• _PROBLEM_: Copy the material below word for word, starting at its very first line and ending with the line that contains "pixel 262 199", that line included. Leave the pictures out of your copy.

• _INPUT ROWS_:
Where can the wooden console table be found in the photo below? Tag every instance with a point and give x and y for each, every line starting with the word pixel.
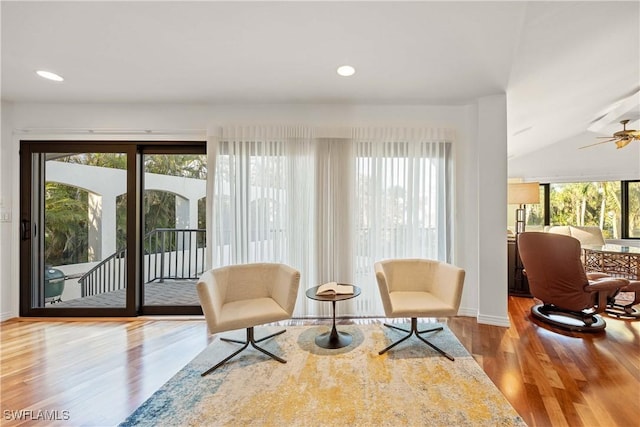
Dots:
pixel 616 260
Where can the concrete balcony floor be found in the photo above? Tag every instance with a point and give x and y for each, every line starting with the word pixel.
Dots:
pixel 169 292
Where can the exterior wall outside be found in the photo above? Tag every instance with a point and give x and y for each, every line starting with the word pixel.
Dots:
pixel 47 121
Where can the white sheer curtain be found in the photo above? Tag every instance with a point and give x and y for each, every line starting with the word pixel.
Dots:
pixel 329 207
pixel 403 203
pixel 262 199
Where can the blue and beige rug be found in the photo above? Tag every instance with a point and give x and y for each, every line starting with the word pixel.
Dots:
pixel 411 385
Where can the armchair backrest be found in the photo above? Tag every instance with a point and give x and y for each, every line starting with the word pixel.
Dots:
pixel 554 269
pixel 409 274
pixel 443 280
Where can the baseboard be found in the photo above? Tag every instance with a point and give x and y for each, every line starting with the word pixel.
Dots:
pixel 467 312
pixel 494 320
pixel 6 316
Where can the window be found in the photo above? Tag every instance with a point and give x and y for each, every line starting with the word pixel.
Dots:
pixel 633 209
pixel 614 206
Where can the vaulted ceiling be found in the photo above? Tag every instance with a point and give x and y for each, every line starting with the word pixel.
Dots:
pixel 565 66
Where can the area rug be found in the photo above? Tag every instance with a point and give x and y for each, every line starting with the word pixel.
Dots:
pixel 411 385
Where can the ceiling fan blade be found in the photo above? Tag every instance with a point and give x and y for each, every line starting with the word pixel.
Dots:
pixel 597 143
pixel 623 143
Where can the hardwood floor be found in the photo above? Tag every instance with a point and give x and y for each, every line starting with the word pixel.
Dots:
pixel 96 372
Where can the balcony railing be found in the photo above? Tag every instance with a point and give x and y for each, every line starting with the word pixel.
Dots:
pixel 169 253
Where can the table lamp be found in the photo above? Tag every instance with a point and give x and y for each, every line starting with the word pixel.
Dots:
pixel 521 194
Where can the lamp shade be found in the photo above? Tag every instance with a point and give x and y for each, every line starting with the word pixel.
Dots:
pixel 522 193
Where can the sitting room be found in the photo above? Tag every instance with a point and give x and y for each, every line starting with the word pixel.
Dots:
pixel 304 213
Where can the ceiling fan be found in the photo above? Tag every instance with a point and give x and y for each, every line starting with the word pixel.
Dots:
pixel 622 138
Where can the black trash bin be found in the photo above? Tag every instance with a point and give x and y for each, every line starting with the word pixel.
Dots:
pixel 53 285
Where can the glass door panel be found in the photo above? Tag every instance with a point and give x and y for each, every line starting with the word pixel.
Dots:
pixel 74 229
pixel 173 250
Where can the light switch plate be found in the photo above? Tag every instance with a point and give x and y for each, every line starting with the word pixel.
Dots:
pixel 5 215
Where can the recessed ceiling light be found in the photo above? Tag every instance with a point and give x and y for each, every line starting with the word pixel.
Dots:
pixel 346 70
pixel 49 75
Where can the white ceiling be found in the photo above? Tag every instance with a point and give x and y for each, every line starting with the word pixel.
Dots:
pixel 563 65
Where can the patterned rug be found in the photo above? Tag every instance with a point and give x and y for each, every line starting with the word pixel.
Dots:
pixel 411 385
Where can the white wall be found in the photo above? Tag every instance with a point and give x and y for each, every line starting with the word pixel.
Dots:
pixel 566 162
pixel 8 259
pixel 472 171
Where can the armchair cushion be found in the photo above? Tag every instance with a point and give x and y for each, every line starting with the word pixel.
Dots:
pixel 419 287
pixel 246 295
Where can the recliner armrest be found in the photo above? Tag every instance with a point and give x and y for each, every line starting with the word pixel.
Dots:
pixel 605 284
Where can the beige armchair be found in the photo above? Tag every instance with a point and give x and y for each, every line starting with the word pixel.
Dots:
pixel 246 295
pixel 413 288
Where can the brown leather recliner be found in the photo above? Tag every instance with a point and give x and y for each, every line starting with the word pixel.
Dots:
pixel 554 269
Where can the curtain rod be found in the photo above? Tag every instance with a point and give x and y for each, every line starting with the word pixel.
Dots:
pixel 108 131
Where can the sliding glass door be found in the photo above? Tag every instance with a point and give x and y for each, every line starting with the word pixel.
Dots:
pixel 111 229
pixel 173 246
pixel 75 227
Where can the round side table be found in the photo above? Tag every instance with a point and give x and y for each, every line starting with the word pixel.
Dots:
pixel 334 338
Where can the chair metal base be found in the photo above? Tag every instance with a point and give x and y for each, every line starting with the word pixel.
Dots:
pixel 414 331
pixel 250 340
pixel 623 311
pixel 577 321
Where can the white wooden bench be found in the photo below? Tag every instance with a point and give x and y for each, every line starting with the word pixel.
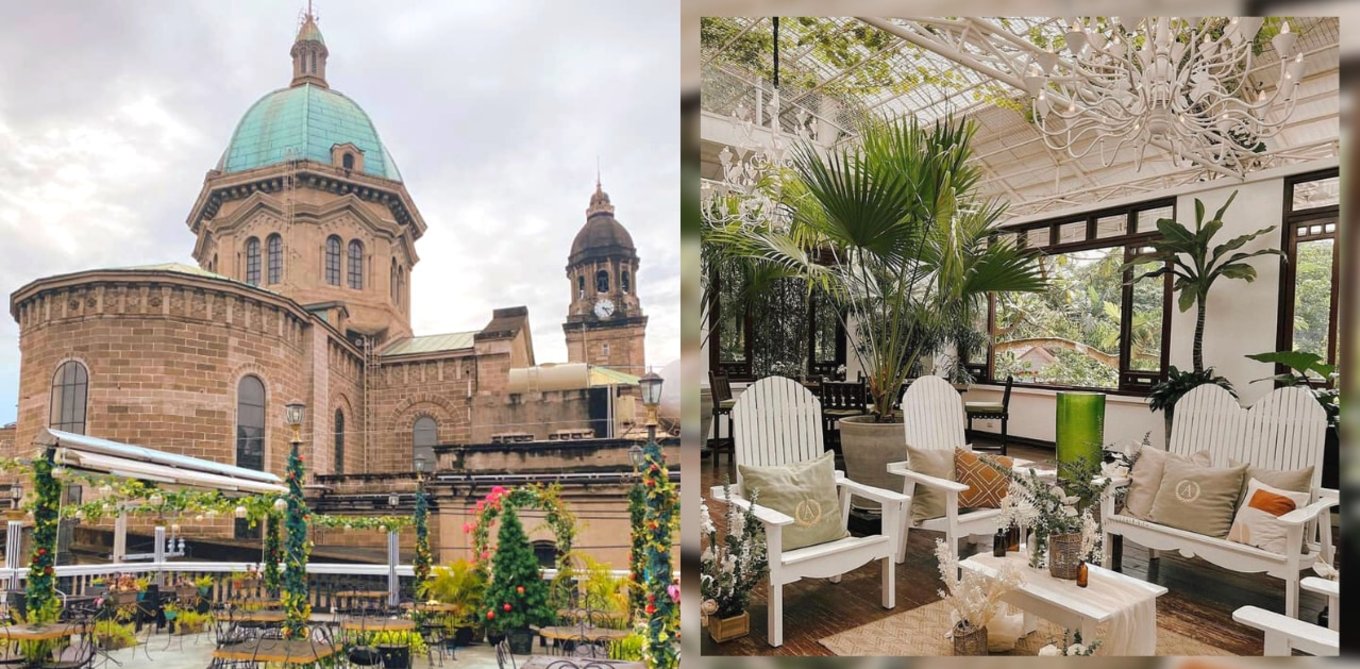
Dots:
pixel 778 422
pixel 1284 430
pixel 1284 634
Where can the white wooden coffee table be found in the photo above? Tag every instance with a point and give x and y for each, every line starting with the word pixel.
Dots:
pixel 1065 604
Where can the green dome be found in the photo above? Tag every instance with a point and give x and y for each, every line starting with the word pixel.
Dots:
pixel 309 120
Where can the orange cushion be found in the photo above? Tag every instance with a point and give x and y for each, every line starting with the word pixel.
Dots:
pixel 986 486
pixel 1272 503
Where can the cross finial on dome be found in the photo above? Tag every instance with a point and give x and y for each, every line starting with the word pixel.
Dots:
pixel 309 52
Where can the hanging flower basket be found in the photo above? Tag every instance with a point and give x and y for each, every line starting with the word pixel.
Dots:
pixel 1065 555
pixel 970 641
pixel 728 628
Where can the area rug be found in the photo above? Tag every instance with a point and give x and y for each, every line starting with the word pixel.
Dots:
pixel 921 632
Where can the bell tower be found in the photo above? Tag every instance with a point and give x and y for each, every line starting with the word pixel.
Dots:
pixel 605 324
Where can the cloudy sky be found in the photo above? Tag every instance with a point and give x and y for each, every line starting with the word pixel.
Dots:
pixel 112 112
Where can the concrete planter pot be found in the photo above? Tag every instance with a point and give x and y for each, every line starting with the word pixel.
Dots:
pixel 868 448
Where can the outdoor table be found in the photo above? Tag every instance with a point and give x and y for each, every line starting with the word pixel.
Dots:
pixel 377 624
pixel 40 632
pixel 290 652
pixel 584 662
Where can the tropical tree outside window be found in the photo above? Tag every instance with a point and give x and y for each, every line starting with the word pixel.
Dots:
pixel 333 260
pixel 253 261
pixel 70 395
pixel 1310 279
pixel 1091 328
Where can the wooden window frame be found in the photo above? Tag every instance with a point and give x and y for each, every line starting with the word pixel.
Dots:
pixel 1132 382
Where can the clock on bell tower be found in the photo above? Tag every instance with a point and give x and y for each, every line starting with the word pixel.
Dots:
pixel 605 324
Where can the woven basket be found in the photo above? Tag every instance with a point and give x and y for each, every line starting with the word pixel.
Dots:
pixel 1065 555
pixel 970 641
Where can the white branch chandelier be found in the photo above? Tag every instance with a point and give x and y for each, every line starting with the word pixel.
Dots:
pixel 1182 86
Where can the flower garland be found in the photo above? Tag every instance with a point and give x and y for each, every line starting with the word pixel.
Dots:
pixel 41 589
pixel 546 498
pixel 422 562
pixel 295 605
pixel 657 529
pixel 637 516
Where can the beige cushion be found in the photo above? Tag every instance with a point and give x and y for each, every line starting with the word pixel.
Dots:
pixel 939 462
pixel 1292 480
pixel 1200 499
pixel 986 486
pixel 1258 520
pixel 1145 477
pixel 804 491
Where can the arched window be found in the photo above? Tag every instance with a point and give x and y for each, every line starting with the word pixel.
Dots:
pixel 339 431
pixel 70 390
pixel 425 434
pixel 355 264
pixel 275 246
pixel 333 260
pixel 250 423
pixel 253 261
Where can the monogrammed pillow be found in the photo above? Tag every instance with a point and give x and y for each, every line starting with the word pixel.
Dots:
pixel 1198 499
pixel 804 491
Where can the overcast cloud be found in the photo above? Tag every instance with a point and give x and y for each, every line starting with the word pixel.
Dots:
pixel 112 112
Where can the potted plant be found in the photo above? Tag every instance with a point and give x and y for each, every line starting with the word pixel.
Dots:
pixel 729 567
pixel 517 596
pixel 973 598
pixel 1187 257
pixel 890 229
pixel 463 585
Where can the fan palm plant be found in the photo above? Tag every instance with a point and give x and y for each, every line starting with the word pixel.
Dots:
pixel 891 230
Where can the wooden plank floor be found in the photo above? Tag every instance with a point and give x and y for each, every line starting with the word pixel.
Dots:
pixel 1200 601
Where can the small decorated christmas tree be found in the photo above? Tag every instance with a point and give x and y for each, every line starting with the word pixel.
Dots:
pixel 517 596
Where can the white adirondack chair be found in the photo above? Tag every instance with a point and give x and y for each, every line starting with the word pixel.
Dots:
pixel 1284 634
pixel 1284 430
pixel 933 418
pixel 778 422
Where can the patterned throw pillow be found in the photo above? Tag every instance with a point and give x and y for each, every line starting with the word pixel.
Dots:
pixel 929 502
pixel 804 491
pixel 1145 477
pixel 1257 522
pixel 986 486
pixel 1200 499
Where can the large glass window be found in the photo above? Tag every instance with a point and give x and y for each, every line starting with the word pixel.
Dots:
pixel 275 248
pixel 70 393
pixel 253 261
pixel 339 452
pixel 1092 327
pixel 1310 280
pixel 333 260
pixel 425 435
pixel 355 264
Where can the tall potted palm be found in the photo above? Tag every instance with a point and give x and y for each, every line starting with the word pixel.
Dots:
pixel 911 257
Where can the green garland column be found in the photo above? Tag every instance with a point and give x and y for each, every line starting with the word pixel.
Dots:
pixel 295 605
pixel 422 521
pixel 658 522
pixel 41 588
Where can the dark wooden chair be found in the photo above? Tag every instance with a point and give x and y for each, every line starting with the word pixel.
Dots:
pixel 841 399
pixel 721 390
pixel 992 411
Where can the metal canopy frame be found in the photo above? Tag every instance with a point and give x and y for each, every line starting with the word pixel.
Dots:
pixel 985 61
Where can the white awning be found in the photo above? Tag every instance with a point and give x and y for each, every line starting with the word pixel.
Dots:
pixel 104 456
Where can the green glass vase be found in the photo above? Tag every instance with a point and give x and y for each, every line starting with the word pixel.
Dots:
pixel 1080 427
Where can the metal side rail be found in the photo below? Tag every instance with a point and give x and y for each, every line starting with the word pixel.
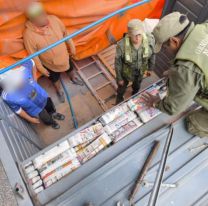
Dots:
pixel 113 181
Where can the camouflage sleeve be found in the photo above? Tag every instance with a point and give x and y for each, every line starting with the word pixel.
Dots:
pixel 118 63
pixel 152 58
pixel 183 85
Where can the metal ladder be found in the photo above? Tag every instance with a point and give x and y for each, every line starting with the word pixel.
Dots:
pixel 97 71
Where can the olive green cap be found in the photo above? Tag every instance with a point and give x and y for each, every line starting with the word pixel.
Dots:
pixel 135 27
pixel 169 26
pixel 34 10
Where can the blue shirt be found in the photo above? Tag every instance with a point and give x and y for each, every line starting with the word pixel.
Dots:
pixel 31 98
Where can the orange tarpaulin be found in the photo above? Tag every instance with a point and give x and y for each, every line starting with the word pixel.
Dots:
pixel 75 14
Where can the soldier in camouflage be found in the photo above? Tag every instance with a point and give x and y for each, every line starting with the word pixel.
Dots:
pixel 134 56
pixel 188 76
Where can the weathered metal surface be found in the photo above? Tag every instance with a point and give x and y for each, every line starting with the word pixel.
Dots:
pixel 112 181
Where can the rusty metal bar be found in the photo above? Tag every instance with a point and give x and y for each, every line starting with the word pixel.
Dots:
pixel 144 170
pixel 158 181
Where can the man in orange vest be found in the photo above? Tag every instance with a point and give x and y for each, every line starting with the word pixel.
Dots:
pixel 41 31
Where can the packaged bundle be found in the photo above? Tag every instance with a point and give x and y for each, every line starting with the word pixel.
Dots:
pixel 52 153
pixel 87 135
pixel 149 114
pixel 114 114
pixel 126 129
pixel 62 159
pixel 137 104
pixel 60 172
pixel 119 122
pixel 93 148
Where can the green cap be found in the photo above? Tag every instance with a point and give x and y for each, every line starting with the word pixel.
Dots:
pixel 34 10
pixel 135 27
pixel 169 26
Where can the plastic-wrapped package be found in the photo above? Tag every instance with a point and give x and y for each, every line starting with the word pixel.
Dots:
pixel 137 103
pixel 62 159
pixel 60 172
pixel 55 151
pixel 119 122
pixel 125 130
pixel 87 135
pixel 149 114
pixel 93 148
pixel 114 114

• _WRITTEN RESPONSE_:
Where can the wooden console table be found in the photo below? Tag every instance with a point and give x and y for each, every line starting with the word pixel.
Dots:
pixel 616 260
Where can the concrete balcony floor be found in the photo above? Tag every instance with a point and give x and y for each, every line starting with the word pixel.
Dots:
pixel 169 292
Where can the exterior wall outside be found in the photo above? Tag every instance with a point and give x and y for each, every line starting with the word pixel.
Dots:
pixel 47 121
Where can the white sheer curtain be found in the photo above? Tag every instance with a point and give x and y for each, every line starting with the word pixel.
Dots:
pixel 329 207
pixel 403 203
pixel 262 199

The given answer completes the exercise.